▸ **TASK TO CARRY OUT**
Report every line below that contains the string "grille", copying each such line in full. Treat the match as case-sensitive.

▸ **SUPPLIED ENTRIES**
################

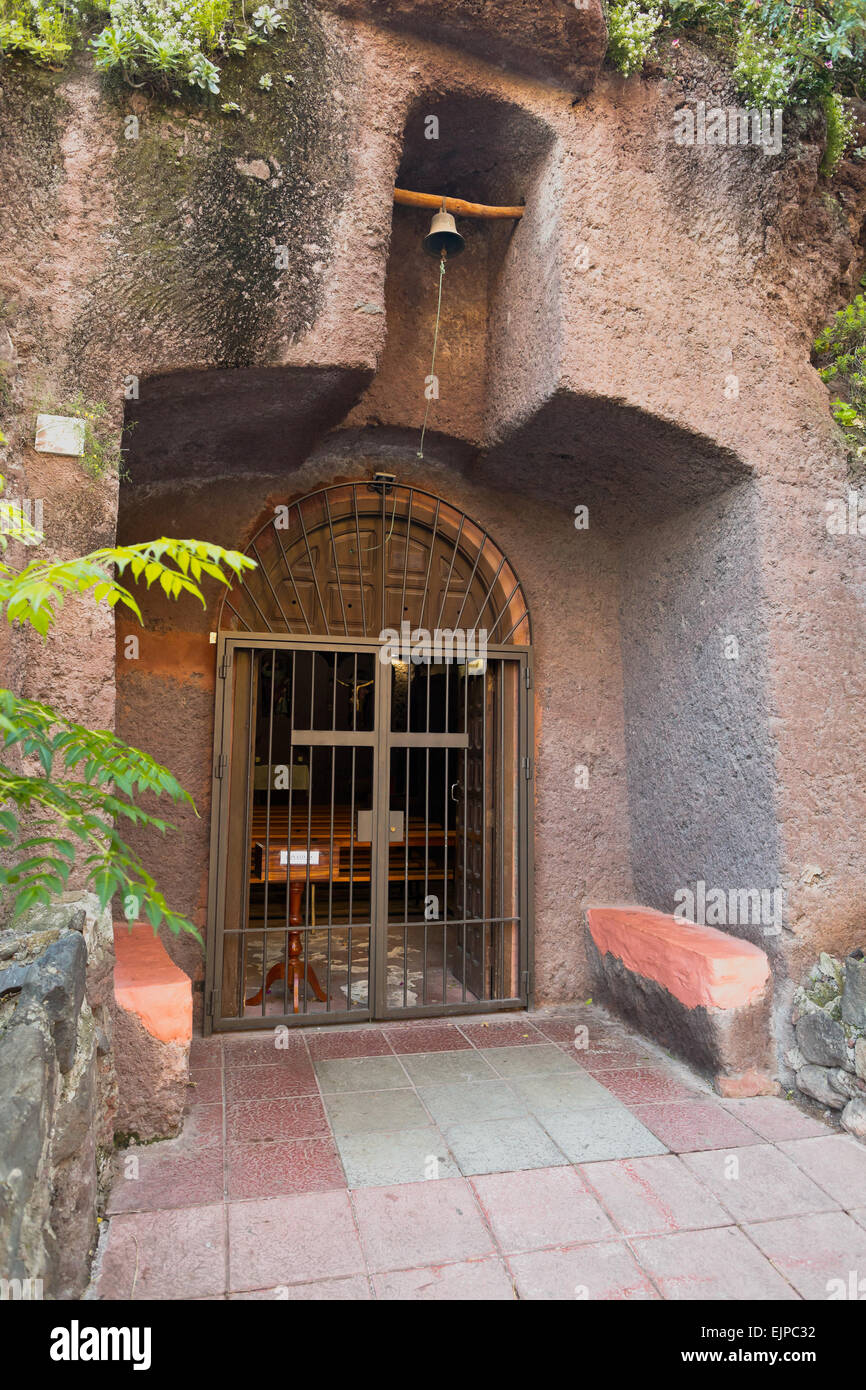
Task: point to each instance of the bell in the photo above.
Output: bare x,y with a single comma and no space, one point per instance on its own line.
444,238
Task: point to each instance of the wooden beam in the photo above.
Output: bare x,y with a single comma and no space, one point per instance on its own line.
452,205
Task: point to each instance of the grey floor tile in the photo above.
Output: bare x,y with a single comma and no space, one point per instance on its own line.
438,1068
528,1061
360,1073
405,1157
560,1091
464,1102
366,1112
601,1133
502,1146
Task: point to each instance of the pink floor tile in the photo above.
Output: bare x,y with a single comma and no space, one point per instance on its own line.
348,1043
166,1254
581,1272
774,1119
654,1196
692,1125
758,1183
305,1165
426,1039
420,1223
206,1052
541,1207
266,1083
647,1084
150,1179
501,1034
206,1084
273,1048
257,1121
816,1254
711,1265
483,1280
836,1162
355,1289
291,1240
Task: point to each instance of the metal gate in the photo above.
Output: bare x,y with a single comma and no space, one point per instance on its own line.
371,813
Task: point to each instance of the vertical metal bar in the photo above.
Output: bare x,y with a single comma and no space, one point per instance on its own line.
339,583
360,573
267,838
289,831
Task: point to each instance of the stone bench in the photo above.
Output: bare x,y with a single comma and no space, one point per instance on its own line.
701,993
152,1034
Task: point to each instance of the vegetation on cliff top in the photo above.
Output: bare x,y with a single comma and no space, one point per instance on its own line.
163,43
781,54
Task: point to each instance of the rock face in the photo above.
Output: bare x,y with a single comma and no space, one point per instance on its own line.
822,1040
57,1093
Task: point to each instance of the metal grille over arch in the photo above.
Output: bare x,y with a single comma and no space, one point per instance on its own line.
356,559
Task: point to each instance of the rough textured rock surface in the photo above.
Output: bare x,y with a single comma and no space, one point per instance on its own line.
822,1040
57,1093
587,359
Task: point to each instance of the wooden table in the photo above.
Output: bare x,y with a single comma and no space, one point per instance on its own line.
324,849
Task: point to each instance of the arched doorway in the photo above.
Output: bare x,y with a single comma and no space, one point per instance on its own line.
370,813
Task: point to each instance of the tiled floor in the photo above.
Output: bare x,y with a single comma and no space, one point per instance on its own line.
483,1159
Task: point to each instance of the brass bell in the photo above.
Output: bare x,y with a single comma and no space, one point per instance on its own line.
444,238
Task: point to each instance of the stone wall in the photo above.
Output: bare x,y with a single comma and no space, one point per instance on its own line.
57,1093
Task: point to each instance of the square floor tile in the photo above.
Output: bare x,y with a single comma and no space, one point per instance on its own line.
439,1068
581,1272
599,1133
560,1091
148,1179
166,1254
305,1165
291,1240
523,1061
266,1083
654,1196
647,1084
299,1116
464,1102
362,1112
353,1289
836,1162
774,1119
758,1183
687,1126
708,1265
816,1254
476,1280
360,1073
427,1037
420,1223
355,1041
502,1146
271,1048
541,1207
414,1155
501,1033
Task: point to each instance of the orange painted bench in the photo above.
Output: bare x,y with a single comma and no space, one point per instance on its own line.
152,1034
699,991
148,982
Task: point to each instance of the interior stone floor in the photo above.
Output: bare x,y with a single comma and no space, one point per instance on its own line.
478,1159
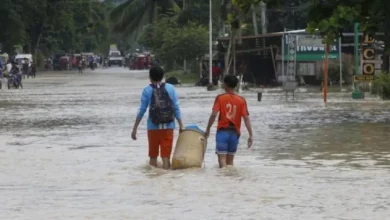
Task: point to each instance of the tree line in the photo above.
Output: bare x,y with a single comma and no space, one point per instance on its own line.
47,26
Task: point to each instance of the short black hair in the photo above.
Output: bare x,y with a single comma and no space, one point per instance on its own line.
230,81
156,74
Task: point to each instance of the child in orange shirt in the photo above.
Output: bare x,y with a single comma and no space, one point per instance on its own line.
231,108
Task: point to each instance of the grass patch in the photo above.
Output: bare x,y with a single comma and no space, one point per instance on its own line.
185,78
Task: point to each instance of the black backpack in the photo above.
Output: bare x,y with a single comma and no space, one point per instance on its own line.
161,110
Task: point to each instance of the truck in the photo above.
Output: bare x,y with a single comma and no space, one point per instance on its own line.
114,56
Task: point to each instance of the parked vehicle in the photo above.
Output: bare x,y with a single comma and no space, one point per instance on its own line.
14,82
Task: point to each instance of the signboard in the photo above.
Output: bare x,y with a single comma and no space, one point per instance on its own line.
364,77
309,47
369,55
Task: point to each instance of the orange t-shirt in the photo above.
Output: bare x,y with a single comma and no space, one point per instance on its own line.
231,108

################

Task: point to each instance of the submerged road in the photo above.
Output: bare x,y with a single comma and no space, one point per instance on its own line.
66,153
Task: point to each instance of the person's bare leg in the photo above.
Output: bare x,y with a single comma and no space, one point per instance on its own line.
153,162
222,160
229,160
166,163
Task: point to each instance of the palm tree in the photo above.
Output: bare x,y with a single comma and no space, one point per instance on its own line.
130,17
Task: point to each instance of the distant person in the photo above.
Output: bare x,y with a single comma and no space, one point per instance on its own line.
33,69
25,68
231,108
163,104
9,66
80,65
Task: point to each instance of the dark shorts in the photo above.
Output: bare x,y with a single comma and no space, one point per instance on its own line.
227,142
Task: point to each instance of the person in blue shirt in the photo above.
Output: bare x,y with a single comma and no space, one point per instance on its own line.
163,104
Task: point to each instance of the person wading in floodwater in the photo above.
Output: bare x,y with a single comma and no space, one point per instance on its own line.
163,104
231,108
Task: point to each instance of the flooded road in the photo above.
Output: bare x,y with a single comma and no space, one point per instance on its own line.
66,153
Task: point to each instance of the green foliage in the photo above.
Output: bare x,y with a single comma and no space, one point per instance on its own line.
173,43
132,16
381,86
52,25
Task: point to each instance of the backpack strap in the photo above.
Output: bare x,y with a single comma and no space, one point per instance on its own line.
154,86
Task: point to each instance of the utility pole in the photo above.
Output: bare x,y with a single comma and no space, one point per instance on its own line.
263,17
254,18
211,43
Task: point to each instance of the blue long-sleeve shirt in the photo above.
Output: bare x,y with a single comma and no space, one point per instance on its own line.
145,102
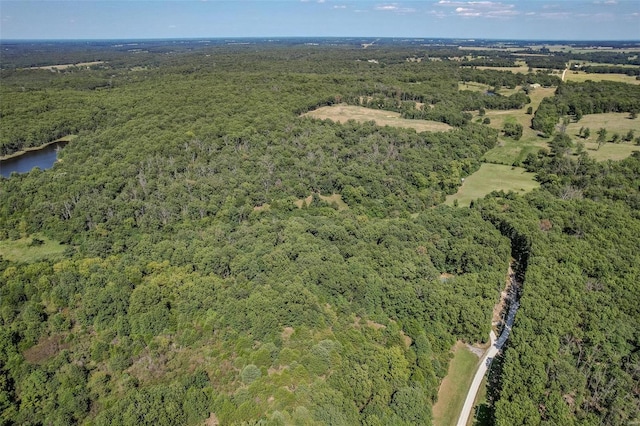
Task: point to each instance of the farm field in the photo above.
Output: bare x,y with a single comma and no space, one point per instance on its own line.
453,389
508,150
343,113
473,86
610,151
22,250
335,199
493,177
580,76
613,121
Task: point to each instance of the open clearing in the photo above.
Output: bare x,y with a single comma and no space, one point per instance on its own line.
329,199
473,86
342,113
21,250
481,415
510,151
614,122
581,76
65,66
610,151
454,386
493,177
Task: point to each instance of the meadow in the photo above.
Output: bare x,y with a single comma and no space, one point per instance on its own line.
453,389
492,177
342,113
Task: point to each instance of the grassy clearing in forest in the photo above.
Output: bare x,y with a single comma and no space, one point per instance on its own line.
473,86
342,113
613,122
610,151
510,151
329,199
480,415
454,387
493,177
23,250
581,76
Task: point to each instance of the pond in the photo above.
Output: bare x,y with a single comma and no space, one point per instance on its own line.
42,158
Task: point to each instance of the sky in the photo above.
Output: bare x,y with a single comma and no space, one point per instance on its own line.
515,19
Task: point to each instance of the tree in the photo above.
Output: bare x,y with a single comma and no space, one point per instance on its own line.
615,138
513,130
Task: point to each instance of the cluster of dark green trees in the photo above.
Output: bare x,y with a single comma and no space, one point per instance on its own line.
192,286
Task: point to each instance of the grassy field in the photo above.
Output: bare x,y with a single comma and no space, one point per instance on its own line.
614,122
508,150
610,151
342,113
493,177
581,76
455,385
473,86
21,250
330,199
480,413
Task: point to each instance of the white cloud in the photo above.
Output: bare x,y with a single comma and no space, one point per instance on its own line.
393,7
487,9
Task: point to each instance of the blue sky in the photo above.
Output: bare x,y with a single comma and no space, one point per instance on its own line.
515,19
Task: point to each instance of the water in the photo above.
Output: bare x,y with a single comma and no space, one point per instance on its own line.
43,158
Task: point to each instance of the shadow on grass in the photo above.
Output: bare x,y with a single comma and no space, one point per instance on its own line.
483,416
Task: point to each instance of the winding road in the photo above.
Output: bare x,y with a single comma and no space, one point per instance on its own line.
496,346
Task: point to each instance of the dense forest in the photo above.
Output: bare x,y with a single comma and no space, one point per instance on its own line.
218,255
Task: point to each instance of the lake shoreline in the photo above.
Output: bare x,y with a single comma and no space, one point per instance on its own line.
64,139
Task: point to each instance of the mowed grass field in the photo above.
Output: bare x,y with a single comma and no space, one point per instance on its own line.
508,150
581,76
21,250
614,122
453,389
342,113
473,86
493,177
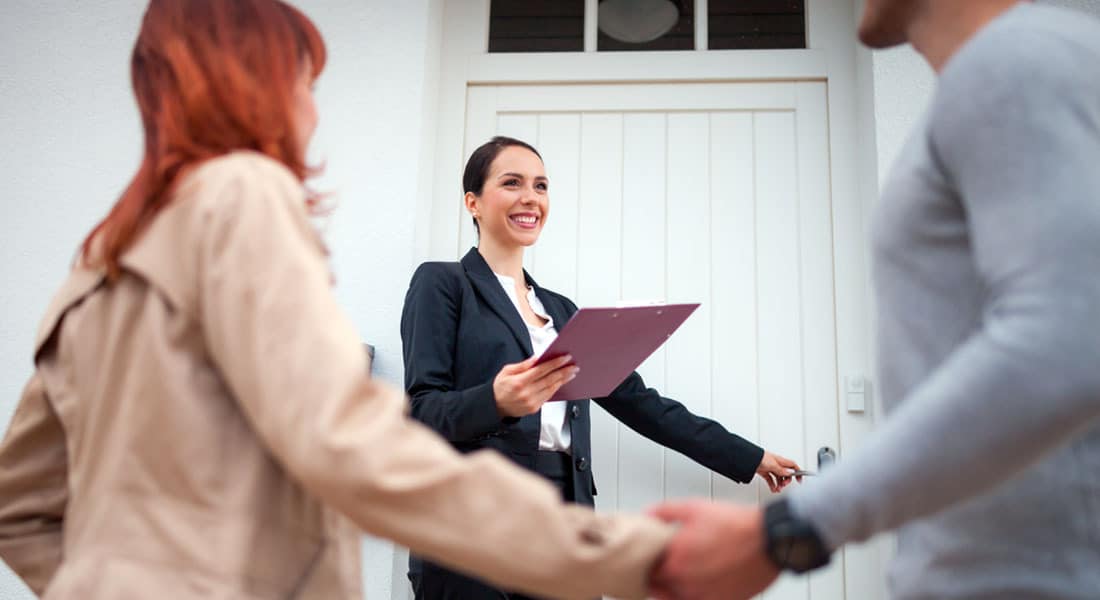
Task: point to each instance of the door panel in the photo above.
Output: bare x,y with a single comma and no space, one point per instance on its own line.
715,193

################

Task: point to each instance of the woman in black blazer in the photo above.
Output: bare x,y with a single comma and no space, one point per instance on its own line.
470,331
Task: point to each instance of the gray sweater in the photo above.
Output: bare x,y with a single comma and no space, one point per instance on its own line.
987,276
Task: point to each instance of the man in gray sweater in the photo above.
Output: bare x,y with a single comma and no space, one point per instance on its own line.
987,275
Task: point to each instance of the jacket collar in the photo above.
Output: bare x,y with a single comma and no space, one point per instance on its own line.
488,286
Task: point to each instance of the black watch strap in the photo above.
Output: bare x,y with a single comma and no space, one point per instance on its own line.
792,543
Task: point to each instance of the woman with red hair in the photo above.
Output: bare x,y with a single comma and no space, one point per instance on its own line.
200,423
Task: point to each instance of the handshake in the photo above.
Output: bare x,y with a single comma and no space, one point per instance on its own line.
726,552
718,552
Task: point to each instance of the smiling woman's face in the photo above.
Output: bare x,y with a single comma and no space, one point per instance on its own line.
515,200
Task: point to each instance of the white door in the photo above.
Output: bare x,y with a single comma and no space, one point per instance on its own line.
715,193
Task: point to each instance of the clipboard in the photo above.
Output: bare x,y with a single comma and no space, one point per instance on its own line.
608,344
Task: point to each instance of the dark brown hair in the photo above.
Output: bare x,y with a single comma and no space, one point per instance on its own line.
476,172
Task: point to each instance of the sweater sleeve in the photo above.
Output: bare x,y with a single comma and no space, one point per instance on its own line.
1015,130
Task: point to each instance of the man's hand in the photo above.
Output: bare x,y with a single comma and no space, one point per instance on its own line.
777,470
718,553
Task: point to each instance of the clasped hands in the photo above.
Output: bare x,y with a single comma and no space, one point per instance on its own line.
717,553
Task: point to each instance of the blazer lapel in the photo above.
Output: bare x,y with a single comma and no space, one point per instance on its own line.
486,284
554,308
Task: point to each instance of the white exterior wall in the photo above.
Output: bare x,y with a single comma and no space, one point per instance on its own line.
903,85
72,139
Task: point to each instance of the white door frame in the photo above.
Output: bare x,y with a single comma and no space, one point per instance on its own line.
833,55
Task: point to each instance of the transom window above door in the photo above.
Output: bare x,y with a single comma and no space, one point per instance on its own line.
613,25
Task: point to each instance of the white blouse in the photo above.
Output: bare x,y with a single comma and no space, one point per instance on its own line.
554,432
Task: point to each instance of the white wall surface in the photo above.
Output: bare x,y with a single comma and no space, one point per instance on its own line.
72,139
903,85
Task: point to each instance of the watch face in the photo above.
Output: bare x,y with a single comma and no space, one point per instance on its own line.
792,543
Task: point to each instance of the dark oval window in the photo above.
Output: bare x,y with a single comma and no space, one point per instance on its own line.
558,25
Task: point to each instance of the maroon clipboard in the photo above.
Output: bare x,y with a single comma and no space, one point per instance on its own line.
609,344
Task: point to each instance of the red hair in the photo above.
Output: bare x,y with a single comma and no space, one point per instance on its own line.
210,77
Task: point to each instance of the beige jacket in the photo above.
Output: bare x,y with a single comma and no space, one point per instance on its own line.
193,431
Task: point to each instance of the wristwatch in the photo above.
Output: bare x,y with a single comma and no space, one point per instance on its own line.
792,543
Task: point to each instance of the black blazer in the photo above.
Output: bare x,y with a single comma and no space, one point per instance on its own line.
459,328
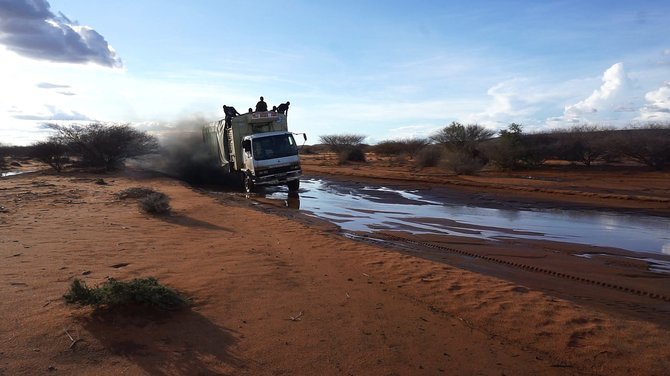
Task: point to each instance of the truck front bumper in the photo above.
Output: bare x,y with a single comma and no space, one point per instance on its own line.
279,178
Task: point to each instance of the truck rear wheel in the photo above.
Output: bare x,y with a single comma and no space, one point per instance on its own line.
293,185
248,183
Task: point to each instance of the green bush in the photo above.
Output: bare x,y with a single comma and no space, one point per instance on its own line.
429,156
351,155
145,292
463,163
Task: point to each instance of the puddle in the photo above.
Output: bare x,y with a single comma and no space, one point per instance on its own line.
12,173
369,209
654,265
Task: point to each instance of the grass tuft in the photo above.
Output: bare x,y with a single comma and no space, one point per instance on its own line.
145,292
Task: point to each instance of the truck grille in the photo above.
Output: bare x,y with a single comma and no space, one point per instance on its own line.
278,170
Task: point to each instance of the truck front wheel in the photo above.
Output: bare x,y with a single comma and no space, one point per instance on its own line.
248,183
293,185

################

▸ **RESPONSE FOR THIS EXERCISE**
Task: point to each instance of the metal grille over arch in the photo above.
Task: point to each instance of the truck grille in the photo above.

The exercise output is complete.